Problem to solve
Repeat, exactly and completely, the entries shown underneath.

Position identification records
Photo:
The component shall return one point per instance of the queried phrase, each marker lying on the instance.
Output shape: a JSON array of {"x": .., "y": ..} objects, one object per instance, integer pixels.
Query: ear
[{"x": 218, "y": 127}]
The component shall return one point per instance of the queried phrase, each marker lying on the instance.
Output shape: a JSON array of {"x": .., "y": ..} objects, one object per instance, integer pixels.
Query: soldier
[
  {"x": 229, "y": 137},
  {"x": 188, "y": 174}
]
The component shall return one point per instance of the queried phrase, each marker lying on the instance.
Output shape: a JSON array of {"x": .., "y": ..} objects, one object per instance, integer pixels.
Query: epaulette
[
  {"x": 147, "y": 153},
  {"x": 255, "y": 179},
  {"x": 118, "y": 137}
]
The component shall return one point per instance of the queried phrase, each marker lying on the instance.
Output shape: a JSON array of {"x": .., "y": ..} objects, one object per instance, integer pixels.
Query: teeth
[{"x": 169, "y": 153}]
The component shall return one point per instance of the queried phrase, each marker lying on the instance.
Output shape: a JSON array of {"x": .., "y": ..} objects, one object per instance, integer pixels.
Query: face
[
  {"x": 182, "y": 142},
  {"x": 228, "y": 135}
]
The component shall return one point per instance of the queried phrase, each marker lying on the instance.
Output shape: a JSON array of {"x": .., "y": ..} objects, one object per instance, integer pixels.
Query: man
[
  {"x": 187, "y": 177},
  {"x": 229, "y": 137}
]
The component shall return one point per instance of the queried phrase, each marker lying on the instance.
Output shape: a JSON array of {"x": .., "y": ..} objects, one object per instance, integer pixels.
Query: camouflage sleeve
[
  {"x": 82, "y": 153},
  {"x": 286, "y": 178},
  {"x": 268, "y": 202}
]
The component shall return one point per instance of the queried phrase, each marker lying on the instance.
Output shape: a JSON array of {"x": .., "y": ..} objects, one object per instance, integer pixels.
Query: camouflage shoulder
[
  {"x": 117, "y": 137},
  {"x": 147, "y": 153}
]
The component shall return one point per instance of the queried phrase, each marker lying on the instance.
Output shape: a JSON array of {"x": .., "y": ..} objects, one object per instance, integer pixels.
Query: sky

Task result
Photo:
The component shall return one point per instance of the queried phrase, each marker lying on the instance.
Output shape: a JSON array of {"x": .., "y": ..} objects, one object per instance, integer pixels.
Query: ear
[{"x": 218, "y": 127}]
The component shall return one point per instance of the queried phrase, each marker lying on the instance.
Output shape: a JSON array of {"x": .., "y": ..} objects, one object per instance, integer pixels.
Query: soldier
[
  {"x": 229, "y": 137},
  {"x": 188, "y": 174}
]
The component shall return one point per instance of the queried phrase, each marker lying on the instance.
Output shape: a JSON array of {"x": .., "y": ..} objects, one object per instance, integer pixels.
Query: epaulette
[
  {"x": 147, "y": 153},
  {"x": 255, "y": 179},
  {"x": 118, "y": 137}
]
The component shall return one point per instance of the queried phrase, each marker lying on the instance.
Output shape: a JSON array of {"x": .., "y": ..} objects, one object per instance, integer pixels.
Query: teeth
[{"x": 169, "y": 153}]
The component shall return one point per instance of the queried phrase, each marker lying on the instance.
Output shape: a JSON array of {"x": .., "y": ..} objects, one object per instance, integer pixels.
Query: face
[
  {"x": 182, "y": 142},
  {"x": 228, "y": 135}
]
The component shall return one point per instance of the queried phrase, each marker lying on the instance.
Output shape: a JSON array of {"x": .., "y": ..} objects, one object per instance, integer pixels.
Query: man
[
  {"x": 187, "y": 177},
  {"x": 229, "y": 137}
]
The component shall return one point per instance of the queried phrase, each marker lying on the instance.
Output shape: a JSON array of {"x": .., "y": ..} objects, one object per instance, integer pixels.
Query: camouflage sleeve
[
  {"x": 82, "y": 153},
  {"x": 286, "y": 178},
  {"x": 268, "y": 202}
]
The component shall return one point per instance of the queried phrase, each marker lying on the instance.
Output shape: a JSON array of {"x": .., "y": ..} objects, one object per instance, integer pixels.
Query: camouflage shoulder
[
  {"x": 117, "y": 137},
  {"x": 147, "y": 153}
]
The component shall return one point per instance of the queried phrase, each marker lying on the instance.
Output shape: a JSON array of {"x": .., "y": ..} objects, one object per instance, integer pixels.
Query: sky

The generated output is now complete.